What is required:
Reproduce the data below word for word, from its first line to its last, and omit the pictures from your copy.

Provided records:
BEGIN

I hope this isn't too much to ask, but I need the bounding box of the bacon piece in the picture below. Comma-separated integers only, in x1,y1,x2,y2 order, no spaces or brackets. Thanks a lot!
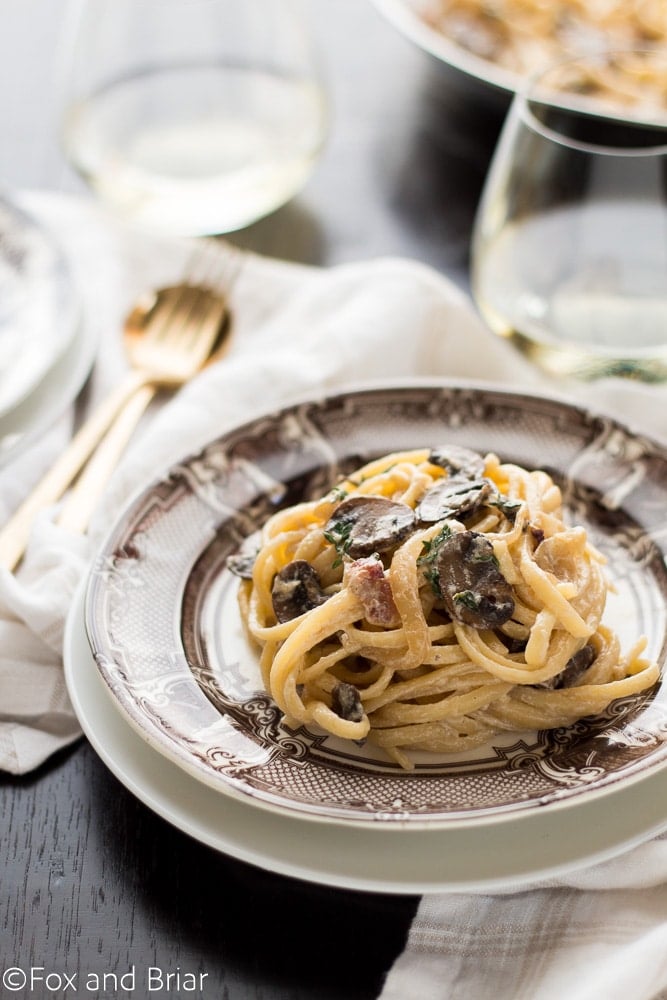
346,556,401,628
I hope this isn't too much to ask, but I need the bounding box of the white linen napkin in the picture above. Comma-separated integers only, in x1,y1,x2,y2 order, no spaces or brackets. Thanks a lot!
0,195,667,1000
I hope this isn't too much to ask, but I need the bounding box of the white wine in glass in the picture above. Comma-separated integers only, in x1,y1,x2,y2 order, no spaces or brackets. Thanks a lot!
62,0,327,236
472,52,667,381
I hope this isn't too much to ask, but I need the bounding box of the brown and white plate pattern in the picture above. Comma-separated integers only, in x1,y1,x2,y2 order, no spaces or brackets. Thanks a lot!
85,383,667,828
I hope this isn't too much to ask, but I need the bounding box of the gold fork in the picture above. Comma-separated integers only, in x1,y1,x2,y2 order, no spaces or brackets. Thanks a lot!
0,248,239,570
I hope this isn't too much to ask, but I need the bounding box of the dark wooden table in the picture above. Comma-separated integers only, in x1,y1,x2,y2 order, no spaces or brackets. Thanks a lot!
0,0,502,1000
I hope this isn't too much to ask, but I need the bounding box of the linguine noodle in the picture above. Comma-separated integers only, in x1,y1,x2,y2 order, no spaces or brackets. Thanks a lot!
234,448,659,767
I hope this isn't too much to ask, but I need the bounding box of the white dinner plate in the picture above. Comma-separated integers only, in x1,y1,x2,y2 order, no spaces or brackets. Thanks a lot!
0,300,98,468
0,195,79,418
86,382,667,836
64,589,667,894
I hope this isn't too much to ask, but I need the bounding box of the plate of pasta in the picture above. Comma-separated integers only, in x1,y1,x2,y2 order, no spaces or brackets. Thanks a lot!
85,382,667,829
373,0,667,117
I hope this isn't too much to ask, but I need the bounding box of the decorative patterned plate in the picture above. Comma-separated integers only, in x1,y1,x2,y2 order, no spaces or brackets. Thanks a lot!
86,383,667,827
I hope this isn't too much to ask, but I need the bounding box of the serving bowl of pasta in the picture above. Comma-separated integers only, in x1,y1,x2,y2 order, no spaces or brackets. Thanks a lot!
85,382,667,830
373,0,667,117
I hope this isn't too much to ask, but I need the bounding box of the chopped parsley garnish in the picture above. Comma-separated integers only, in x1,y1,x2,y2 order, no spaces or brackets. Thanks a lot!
323,520,354,569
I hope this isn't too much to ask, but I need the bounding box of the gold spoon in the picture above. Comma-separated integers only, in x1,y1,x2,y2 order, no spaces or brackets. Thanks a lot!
0,282,234,570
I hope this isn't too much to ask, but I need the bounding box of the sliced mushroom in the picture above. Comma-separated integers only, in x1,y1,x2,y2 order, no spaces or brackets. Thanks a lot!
417,476,496,524
331,681,364,722
271,559,327,622
435,531,514,629
324,496,415,559
537,643,595,690
428,444,486,479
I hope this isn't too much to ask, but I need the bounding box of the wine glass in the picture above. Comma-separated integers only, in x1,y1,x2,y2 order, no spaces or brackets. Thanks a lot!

END

Finished task:
I hope this isn't too much to ask, but I need the bounding box of the bacon piece in the picture below. Comma-separated integers only, in x1,y1,x2,y2 order, no spaces or brackets. Thanks a lot!
346,556,401,628
I hope this isn't too much to ask, but I need the bounding box of the white linen napkin in the picture above. Comma-separated integers only, in x1,y1,x2,y2 order, no spaces or brackets. Thanks a lot!
0,195,667,1000
I hope this isn't too much to ask, but I need the bounding box of the white wine in glass in the picture above. Comma-separated integers only, in x1,y1,x2,y2 order, no spaces or brackets. Thanks a lot!
62,0,327,236
472,52,667,381
I hope this isn't too much to ask, but I need the bounding box of the brown and white plate pattern in the picture above. Comma-separated integers only, in x1,y1,x2,y2 order, no spaces or brackets. Thanks a lot!
85,383,667,828
I hope this isn't too much to ask, but I need the bounding box of the gold fork in the picture above. Comma-separated integers only, in x1,y1,x2,y2 order, no spaces or brackets. Thanks a lot!
0,248,239,570
I hope this isn't too much to ask, but I need the bounding box of the dark wooden table in the picture above. Comma-separated integers only, in x1,y1,x2,y2 order, no spaces or brackets. Thanks a lot!
0,0,502,1000
I hope this isn't too much to ask, but I need the bounding box of the linguine noodle in the picture above. Comma-separated integers only, in x1,y1,x2,y2 order, no spaces or brackets. Thanks a lot!
234,448,659,767
I hope this isn't too much to ask, but I need the bounding box of the white dinner plate in the picture above. Comma-separated integers only, in x1,y1,x2,y2 order, no spaces or brackets. Thanks a lot!
0,300,98,468
0,195,79,418
86,382,667,836
64,589,667,894
I hope this isn't too much to ask, but I need the bounding box of the plate of pasta in the picture above. Comma-separated integers only, in x1,y1,x2,y2 order, no spaces or brackets. Thanks a lot!
85,382,667,829
373,0,667,117
I hope this isn't too much to ask, but I need the bounding box of the decorative patterned plate in the picture above. Comma-separated integers only, in x1,y1,x2,y2 order, no spaces or brackets. Thanks a lot!
86,383,667,827
I hope this isn't too much to ask, but I need the bounding box of the serving bowl of pasta in the picture above. Comma-separated integers only, in x1,y1,x2,y2 order, no spaces or brackets. Thanks a lot!
85,382,667,830
373,0,667,117
I hope this isn't too much to ask, but I need the bounding box of the chopped parsley garnish in the picture above. Comma-separated integers only, in x1,y1,x2,y2 order, no spaces or brackets. Thanks a lot!
323,520,354,569
I hope this isn't too much to ask, but I need the bounding box of the gold spoon in the picture above. Comma-separated integers only, in x1,y1,x2,y2 order, no spaces or brackets. Thanks a lot!
0,282,234,570
I hope this isn't too much to ask, but I need the bounding box of the sliced mushroom in the picture above. Comma-separated integers only, in x1,y1,x2,y2 order, no spaces or brackets. Thanks a lot!
417,476,496,524
331,681,364,722
271,559,327,622
435,531,514,629
324,496,415,559
537,643,595,690
428,444,486,479
I hope this isn't too much to ask, but I need the bounding box of the wine glass in the picture above. Comma-separated integers only, in x1,y1,x2,y2 order, no spaces or brackets. Thanks a lot!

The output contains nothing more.